== Records supplied
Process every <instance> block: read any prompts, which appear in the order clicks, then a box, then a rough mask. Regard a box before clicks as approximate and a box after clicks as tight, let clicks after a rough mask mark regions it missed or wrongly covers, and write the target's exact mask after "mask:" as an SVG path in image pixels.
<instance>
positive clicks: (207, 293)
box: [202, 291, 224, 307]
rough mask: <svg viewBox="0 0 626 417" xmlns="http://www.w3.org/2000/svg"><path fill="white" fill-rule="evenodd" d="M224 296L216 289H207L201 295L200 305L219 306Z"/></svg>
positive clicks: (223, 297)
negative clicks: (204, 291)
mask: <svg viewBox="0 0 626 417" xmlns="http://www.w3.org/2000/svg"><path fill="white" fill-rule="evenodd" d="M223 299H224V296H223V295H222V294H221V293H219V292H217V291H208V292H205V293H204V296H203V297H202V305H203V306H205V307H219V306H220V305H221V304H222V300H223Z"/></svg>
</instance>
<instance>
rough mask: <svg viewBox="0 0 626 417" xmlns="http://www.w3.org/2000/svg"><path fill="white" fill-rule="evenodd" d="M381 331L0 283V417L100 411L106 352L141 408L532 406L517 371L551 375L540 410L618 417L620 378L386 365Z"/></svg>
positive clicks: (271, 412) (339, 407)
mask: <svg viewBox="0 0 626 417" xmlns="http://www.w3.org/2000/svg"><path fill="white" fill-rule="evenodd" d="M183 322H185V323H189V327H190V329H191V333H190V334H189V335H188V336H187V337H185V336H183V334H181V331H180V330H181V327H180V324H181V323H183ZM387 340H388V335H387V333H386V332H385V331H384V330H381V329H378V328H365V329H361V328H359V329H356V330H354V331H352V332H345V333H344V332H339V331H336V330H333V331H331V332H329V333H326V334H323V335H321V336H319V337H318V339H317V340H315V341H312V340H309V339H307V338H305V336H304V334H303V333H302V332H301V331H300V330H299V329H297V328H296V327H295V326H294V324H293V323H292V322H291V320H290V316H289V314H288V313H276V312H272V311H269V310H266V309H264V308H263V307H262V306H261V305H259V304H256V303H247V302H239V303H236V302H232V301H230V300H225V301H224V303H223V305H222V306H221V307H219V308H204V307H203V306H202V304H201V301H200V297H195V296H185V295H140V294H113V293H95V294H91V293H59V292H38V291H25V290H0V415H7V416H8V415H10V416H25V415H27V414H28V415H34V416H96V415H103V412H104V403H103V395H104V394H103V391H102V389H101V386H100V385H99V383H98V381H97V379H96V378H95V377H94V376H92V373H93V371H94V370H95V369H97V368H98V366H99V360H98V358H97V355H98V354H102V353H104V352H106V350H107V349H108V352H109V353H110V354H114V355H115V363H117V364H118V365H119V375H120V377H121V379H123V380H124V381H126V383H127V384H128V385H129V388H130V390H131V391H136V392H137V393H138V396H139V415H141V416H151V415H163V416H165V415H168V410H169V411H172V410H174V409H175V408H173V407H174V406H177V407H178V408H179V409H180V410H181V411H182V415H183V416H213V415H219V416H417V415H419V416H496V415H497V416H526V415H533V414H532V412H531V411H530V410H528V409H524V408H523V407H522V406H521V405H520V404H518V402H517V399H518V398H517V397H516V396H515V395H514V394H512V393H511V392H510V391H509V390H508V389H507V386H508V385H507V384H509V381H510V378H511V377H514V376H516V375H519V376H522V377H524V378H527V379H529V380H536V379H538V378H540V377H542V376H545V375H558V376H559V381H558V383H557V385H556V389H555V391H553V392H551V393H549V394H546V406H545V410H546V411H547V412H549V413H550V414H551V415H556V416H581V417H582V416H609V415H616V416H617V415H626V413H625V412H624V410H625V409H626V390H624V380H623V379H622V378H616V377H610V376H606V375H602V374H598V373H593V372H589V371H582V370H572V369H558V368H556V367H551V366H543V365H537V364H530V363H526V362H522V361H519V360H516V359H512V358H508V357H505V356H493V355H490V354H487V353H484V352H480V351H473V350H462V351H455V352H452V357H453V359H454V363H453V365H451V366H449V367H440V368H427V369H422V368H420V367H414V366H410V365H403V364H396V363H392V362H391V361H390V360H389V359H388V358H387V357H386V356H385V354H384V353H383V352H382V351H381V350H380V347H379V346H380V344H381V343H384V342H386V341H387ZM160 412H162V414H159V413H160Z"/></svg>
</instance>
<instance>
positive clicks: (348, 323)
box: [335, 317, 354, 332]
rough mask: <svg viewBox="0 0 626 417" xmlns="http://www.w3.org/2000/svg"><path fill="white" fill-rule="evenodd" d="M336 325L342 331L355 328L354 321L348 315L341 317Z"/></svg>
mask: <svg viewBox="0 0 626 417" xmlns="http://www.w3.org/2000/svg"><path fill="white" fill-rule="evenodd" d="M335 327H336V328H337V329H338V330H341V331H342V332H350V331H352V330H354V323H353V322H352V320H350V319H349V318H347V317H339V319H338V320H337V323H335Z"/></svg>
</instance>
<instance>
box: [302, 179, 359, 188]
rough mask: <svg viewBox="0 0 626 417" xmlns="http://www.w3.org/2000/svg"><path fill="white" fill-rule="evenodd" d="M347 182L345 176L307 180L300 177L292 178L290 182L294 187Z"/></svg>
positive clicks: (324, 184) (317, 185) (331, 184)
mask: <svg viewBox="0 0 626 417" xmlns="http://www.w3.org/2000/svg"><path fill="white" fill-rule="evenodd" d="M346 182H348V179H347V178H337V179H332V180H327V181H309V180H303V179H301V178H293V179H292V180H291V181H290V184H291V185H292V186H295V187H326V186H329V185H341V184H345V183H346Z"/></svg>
====
__How to complete this task__.
Reproduce each record exactly, leaving nothing out.

__Solution to the problem__.
Process every <instance> block: read any prompts, which appear in the order clicks, then a box, then a rough mask. Regard a box before clicks as approximate and a box after clicks as tight, let clicks after a rough mask mark regions it missed or wrongly covers, and write the target's exact mask after "mask:" as an SVG path in image pixels.
<instance>
positive clicks: (207, 293)
box: [202, 291, 224, 307]
rough mask: <svg viewBox="0 0 626 417" xmlns="http://www.w3.org/2000/svg"><path fill="white" fill-rule="evenodd" d="M224 296L216 289H207L201 295L200 305L219 306Z"/></svg>
positive clicks: (223, 297)
negative clicks: (204, 291)
mask: <svg viewBox="0 0 626 417" xmlns="http://www.w3.org/2000/svg"><path fill="white" fill-rule="evenodd" d="M223 299H224V296H223V295H222V294H221V293H219V292H217V291H208V292H205V293H204V296H203V297H202V305H203V306H205V307H219V306H220V305H221V304H222V300H223Z"/></svg>
</instance>
<instance>
rough mask: <svg viewBox="0 0 626 417" xmlns="http://www.w3.org/2000/svg"><path fill="white" fill-rule="evenodd" d="M381 331L0 283V417L100 411L106 352L141 408L532 406L517 371L551 375L540 410L618 417L620 378L386 365Z"/></svg>
positive clicks: (271, 412) (339, 407)
mask: <svg viewBox="0 0 626 417" xmlns="http://www.w3.org/2000/svg"><path fill="white" fill-rule="evenodd" d="M183 322H185V323H189V327H190V329H191V333H190V334H189V335H188V336H187V337H185V336H183V334H181V331H180V330H181V327H180V324H181V323H183ZM387 340H388V335H387V333H386V332H385V331H384V330H381V329H378V328H365V329H361V328H359V329H356V330H354V331H352V332H345V333H344V332H339V331H336V330H333V331H331V332H329V333H326V334H323V335H321V336H319V337H318V339H317V340H315V341H312V340H309V339H307V338H305V336H304V334H303V333H302V332H301V331H300V330H299V329H297V328H296V327H295V326H294V324H293V323H292V322H291V320H290V316H289V314H288V313H276V312H272V311H269V310H266V309H264V308H263V307H262V306H261V305H259V304H256V303H247V302H239V303H236V302H232V301H230V300H225V301H224V303H223V305H222V306H221V307H219V308H204V307H203V306H202V304H201V301H200V297H195V296H185V295H140V294H113V293H95V294H91V293H59V292H38V291H25V290H0V415H7V416H8V415H10V416H25V415H27V414H28V415H34V416H96V415H103V412H104V403H103V395H104V394H103V391H102V389H101V386H100V385H99V383H98V381H97V379H96V378H95V377H94V376H92V373H93V371H94V370H95V369H97V368H98V366H99V360H98V358H97V355H98V354H102V353H104V352H106V350H107V349H108V352H109V353H110V354H114V355H115V363H117V364H118V365H119V375H120V377H121V379H123V380H124V381H126V383H127V384H128V385H129V388H130V390H131V391H136V392H137V393H138V396H139V415H141V416H151V415H163V416H165V415H168V410H169V411H172V410H174V409H175V408H173V407H174V406H177V407H178V408H179V409H180V410H181V411H182V415H183V416H213V415H219V416H417V415H419V416H496V415H497V416H526V415H533V414H532V412H531V411H530V410H528V409H524V408H523V407H522V406H521V405H520V404H518V402H517V399H518V398H517V397H516V396H515V395H514V394H512V393H511V392H510V391H509V390H508V389H507V386H508V385H507V384H509V381H510V378H511V377H514V376H516V375H519V376H522V377H524V378H527V379H529V380H536V379H538V378H540V377H542V376H545V375H558V376H559V381H558V383H557V385H556V389H555V391H553V392H551V393H549V394H546V406H545V410H546V411H547V412H549V413H550V414H551V415H556V416H581V417H582V416H609V415H616V416H617V415H626V413H625V412H624V410H625V409H626V390H624V380H623V379H622V378H616V377H610V376H606V375H602V374H598V373H593V372H589V371H582V370H572V369H558V368H556V367H551V366H543V365H537V364H530V363H526V362H522V361H519V360H516V359H512V358H508V357H505V356H493V355H490V354H487V353H484V352H480V351H473V350H462V351H455V352H452V357H453V359H454V363H453V365H451V366H449V367H440V368H427V369H422V368H420V367H414V366H410V365H403V364H396V363H392V362H391V361H390V360H389V359H388V358H387V357H386V356H385V354H384V353H383V352H382V351H381V350H380V347H379V346H380V344H381V343H384V342H386V341H387ZM160 412H162V414H159V413H160Z"/></svg>
</instance>
<instance>
positive clicks: (348, 323)
box: [335, 317, 354, 332]
rough mask: <svg viewBox="0 0 626 417" xmlns="http://www.w3.org/2000/svg"><path fill="white" fill-rule="evenodd" d="M336 325L342 331L355 328L354 321L348 315L341 317Z"/></svg>
mask: <svg viewBox="0 0 626 417" xmlns="http://www.w3.org/2000/svg"><path fill="white" fill-rule="evenodd" d="M335 327H336V328H337V329H338V330H341V331H342V332H350V331H352V330H354V323H353V322H352V320H350V319H349V318H347V317H339V319H338V320H337V323H335Z"/></svg>
</instance>
<instance>
box: [302, 179, 359, 188]
rough mask: <svg viewBox="0 0 626 417" xmlns="http://www.w3.org/2000/svg"><path fill="white" fill-rule="evenodd" d="M347 182L345 176L307 180L300 177L292 178L290 182L294 187Z"/></svg>
positive clicks: (324, 184) (317, 185) (331, 184)
mask: <svg viewBox="0 0 626 417" xmlns="http://www.w3.org/2000/svg"><path fill="white" fill-rule="evenodd" d="M346 182H348V179H347V178H337V179H332V180H327V181H309V180H303V179H301V178H293V179H292V180H291V181H290V184H291V185H292V186H295V187H326V186H329V185H341V184H345V183H346Z"/></svg>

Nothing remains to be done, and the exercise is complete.